● Extract provided:
In 2015, after her visa to India was rejected, Pakistani author Kanza Javed launched her debut book, Ashes, Wine and Dust, in the country over Skype. A few weeks later, however, she did manage to attend the Jaipur Literature Festival (JLF). She is now back with a new book, What Remains After a Fire, published by HarperCollins.
Asked if anything has changed in the decade since, she says, “I don’t think I can travel to India as of now, considering the dynamics.”
An anthology of eight beautifully crafted short stories, the book draws from Javed’s life across borders — Pakistan, which she calls a “mother: a little abusive, but loving,” and the United States, “a foster mother, who gives you opportunities and money, but keeps reminding you that you did not come from her home.”
In a Zoom interview with The WEEK, Javed speaks about her new book, her writing choices, and how both Pakistan and the US have shaped her writing.
Edited excerpts:
Among all your short stories, Stray Things Do Not Carry a Soul is quite exceptional. Here, you explore how patriarchy shapes men through the voice of a young boy. Why did you choose his perspective over that of the sister or mother?

● Stored records:

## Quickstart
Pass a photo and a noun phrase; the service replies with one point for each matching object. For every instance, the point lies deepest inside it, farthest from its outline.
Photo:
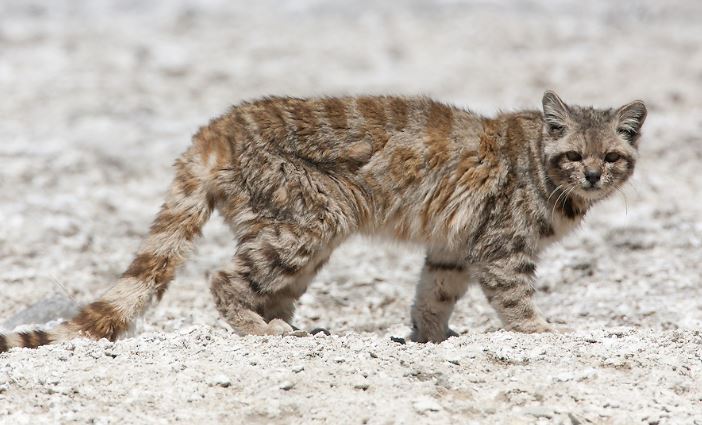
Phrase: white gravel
(100, 96)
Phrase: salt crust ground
(100, 96)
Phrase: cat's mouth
(593, 193)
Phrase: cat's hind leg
(443, 280)
(271, 269)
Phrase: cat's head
(590, 152)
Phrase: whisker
(563, 192)
(635, 188)
(554, 191)
(626, 204)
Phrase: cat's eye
(573, 156)
(612, 157)
(627, 133)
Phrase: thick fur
(295, 177)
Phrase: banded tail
(187, 207)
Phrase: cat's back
(337, 131)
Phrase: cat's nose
(592, 176)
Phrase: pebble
(221, 380)
(453, 358)
(286, 386)
(361, 384)
(426, 405)
(539, 411)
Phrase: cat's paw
(278, 327)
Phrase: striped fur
(295, 177)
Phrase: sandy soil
(98, 98)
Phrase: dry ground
(98, 98)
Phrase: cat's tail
(188, 206)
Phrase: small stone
(539, 412)
(426, 405)
(320, 332)
(453, 359)
(361, 384)
(575, 419)
(221, 380)
(398, 340)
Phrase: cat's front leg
(508, 286)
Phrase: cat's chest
(561, 227)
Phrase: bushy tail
(186, 209)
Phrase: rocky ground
(99, 97)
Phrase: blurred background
(99, 97)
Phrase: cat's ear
(630, 118)
(555, 113)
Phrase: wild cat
(295, 177)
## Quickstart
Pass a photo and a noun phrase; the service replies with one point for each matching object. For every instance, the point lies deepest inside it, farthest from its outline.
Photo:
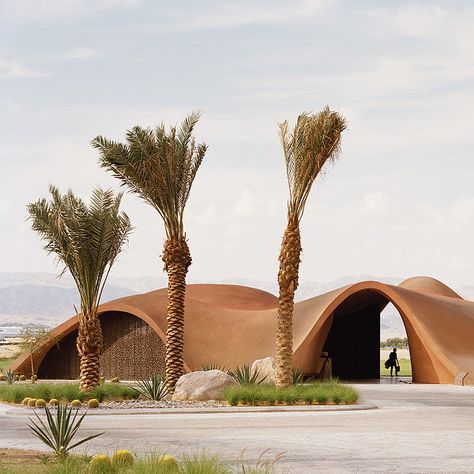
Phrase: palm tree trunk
(89, 346)
(287, 282)
(177, 259)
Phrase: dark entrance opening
(353, 342)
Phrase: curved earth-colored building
(228, 325)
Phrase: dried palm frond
(314, 141)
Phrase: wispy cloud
(241, 13)
(54, 10)
(13, 69)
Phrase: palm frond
(86, 239)
(158, 165)
(314, 141)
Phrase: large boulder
(202, 385)
(266, 369)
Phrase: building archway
(353, 340)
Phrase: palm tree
(86, 239)
(315, 140)
(160, 167)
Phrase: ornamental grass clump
(244, 375)
(123, 458)
(153, 389)
(316, 392)
(100, 464)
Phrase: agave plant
(154, 389)
(244, 375)
(213, 366)
(60, 429)
(9, 377)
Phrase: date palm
(87, 239)
(314, 141)
(160, 167)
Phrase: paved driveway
(417, 428)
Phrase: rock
(266, 369)
(202, 385)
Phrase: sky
(398, 202)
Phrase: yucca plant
(153, 389)
(160, 167)
(9, 377)
(314, 141)
(60, 429)
(244, 375)
(213, 366)
(87, 239)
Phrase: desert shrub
(100, 464)
(265, 394)
(122, 458)
(244, 375)
(154, 389)
(93, 403)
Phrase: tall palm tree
(86, 239)
(160, 167)
(315, 140)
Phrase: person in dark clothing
(393, 361)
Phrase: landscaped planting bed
(66, 392)
(322, 393)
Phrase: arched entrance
(353, 341)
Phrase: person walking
(393, 362)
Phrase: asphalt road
(416, 428)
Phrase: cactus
(169, 463)
(93, 403)
(40, 403)
(122, 458)
(100, 464)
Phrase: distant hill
(42, 298)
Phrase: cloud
(78, 53)
(61, 10)
(13, 69)
(242, 13)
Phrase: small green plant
(122, 458)
(245, 376)
(169, 463)
(9, 377)
(154, 389)
(40, 403)
(60, 429)
(93, 403)
(213, 366)
(100, 464)
(297, 376)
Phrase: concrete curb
(18, 410)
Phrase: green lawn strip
(64, 392)
(312, 393)
(405, 368)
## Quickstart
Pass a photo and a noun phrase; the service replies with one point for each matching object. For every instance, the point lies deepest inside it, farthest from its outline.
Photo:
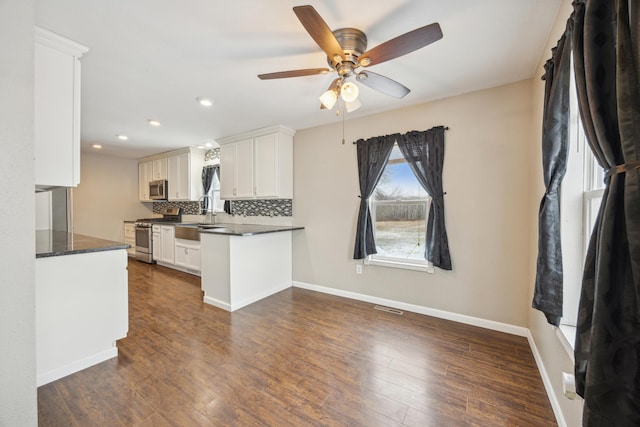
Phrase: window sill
(405, 265)
(567, 336)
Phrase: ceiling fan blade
(401, 45)
(319, 30)
(382, 84)
(294, 73)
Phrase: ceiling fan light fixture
(364, 62)
(349, 92)
(353, 105)
(329, 98)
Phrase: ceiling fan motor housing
(353, 43)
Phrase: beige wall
(107, 195)
(18, 399)
(486, 177)
(554, 357)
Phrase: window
(214, 192)
(399, 209)
(580, 196)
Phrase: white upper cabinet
(57, 109)
(145, 171)
(257, 165)
(159, 169)
(184, 175)
(181, 168)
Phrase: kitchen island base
(81, 310)
(240, 270)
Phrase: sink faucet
(210, 216)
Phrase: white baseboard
(546, 380)
(216, 303)
(461, 318)
(76, 366)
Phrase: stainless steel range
(144, 234)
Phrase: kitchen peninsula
(244, 263)
(81, 302)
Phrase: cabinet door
(194, 258)
(244, 169)
(227, 171)
(168, 244)
(178, 177)
(266, 166)
(157, 246)
(159, 169)
(188, 254)
(144, 176)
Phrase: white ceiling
(150, 59)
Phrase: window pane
(398, 210)
(400, 230)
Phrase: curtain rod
(445, 128)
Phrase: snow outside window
(399, 208)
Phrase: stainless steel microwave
(158, 189)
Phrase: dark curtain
(207, 180)
(373, 155)
(607, 351)
(424, 152)
(547, 296)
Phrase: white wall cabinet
(187, 255)
(159, 168)
(181, 168)
(56, 109)
(145, 174)
(184, 171)
(257, 164)
(130, 237)
(167, 237)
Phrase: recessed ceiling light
(206, 102)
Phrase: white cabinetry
(130, 237)
(159, 169)
(56, 109)
(187, 255)
(156, 236)
(145, 174)
(184, 174)
(257, 165)
(181, 168)
(167, 237)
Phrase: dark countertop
(56, 243)
(245, 229)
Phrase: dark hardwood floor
(298, 358)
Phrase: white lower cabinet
(157, 243)
(187, 255)
(130, 237)
(167, 233)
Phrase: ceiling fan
(346, 53)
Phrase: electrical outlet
(569, 385)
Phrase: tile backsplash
(262, 207)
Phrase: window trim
(396, 262)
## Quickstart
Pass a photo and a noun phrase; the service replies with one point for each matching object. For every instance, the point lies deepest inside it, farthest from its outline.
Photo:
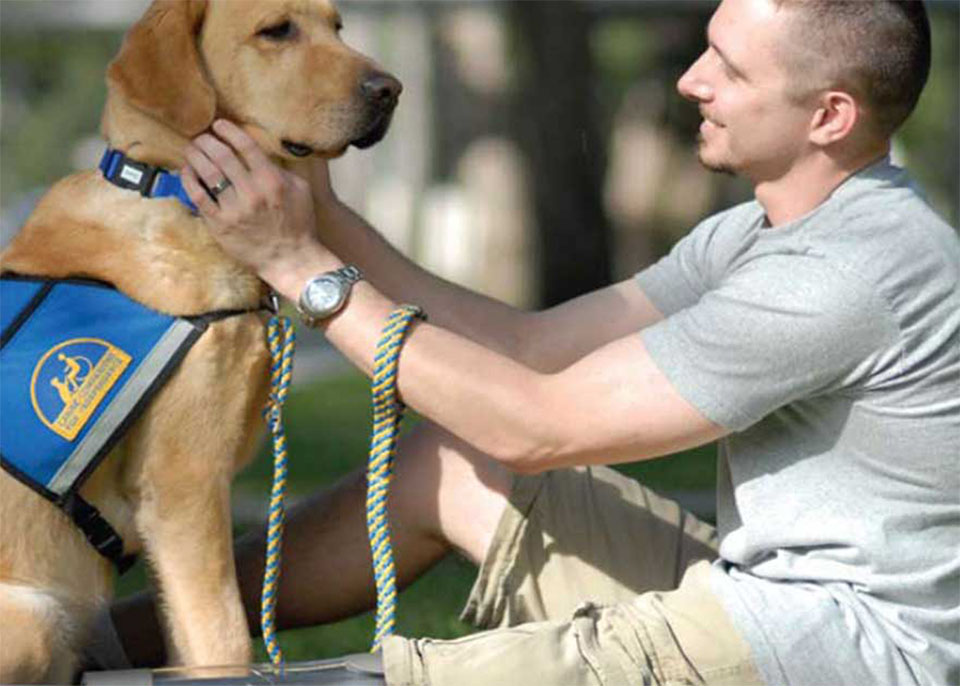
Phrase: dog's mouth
(375, 133)
(297, 149)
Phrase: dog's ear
(159, 71)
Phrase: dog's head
(277, 67)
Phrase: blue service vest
(79, 361)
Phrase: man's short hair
(876, 50)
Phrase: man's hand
(265, 217)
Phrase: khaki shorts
(591, 580)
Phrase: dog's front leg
(186, 448)
(188, 538)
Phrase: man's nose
(692, 84)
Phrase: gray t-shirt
(830, 346)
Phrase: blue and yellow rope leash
(280, 339)
(387, 414)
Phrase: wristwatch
(324, 295)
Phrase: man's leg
(444, 496)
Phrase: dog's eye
(285, 30)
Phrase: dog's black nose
(381, 90)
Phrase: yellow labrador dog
(279, 68)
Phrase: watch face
(323, 295)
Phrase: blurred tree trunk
(555, 124)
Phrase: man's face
(750, 126)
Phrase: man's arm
(545, 341)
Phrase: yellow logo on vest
(72, 379)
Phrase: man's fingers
(223, 162)
(195, 192)
(250, 152)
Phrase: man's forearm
(493, 324)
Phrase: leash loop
(387, 415)
(280, 339)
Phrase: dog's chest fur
(152, 250)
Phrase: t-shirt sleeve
(681, 278)
(776, 330)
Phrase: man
(813, 331)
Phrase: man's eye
(285, 30)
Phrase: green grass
(327, 425)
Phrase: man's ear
(837, 117)
(159, 71)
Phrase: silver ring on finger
(222, 185)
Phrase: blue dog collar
(148, 180)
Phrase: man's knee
(459, 492)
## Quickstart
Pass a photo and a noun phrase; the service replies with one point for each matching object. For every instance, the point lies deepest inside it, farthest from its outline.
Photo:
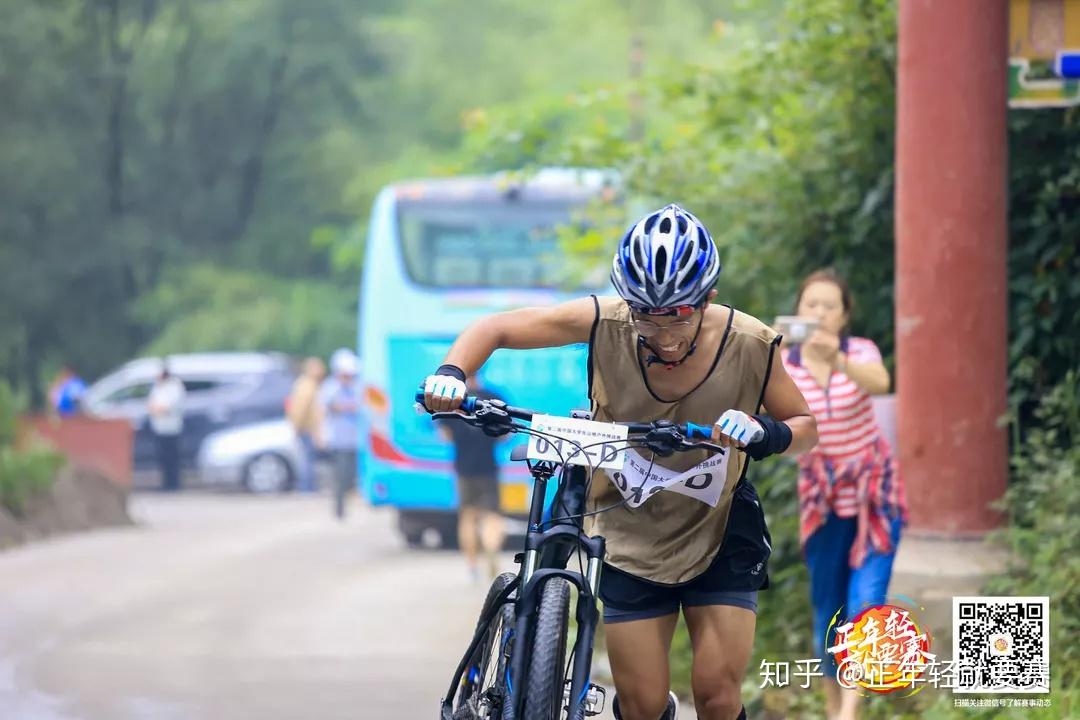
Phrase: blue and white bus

● Written request 1: In the interview extract, which publisher released What Remains After a Fire?
● Written request 2: Please edit the part of the interview extract that opens with the words containing "In 2015, after" and closes with "published by HarperCollins.", putting "video call" in place of "Skype".
● Written request 3: Turn the paragraph of the interview extract beginning "In 2015, after her visa" into a short list that keeps its main facts.

● Complete output 1: HarperCollins

● Complete output 2:
In 2015, after her visa to India was rejected, Pakistani author Kanza Javed launched her debut book, Ashes, Wine and Dust, in the country over video call. A few weeks later, however, she did manage to attend the Jaipur Literature Festival (JLF). She is now back with a new book, What Remains After a Fire, published by HarperCollins.

● Complete output 3:
- In 2015, Pakistani author Kanza Javed's visa to India was rejected, so she launched her debut book, Ashes, Wine and Dust, in India over Skype.
- A few weeks later, she attended the Jaipur Literature Festival (JLF).
- Her new book, What Remains After a Fire, is published by HarperCollins.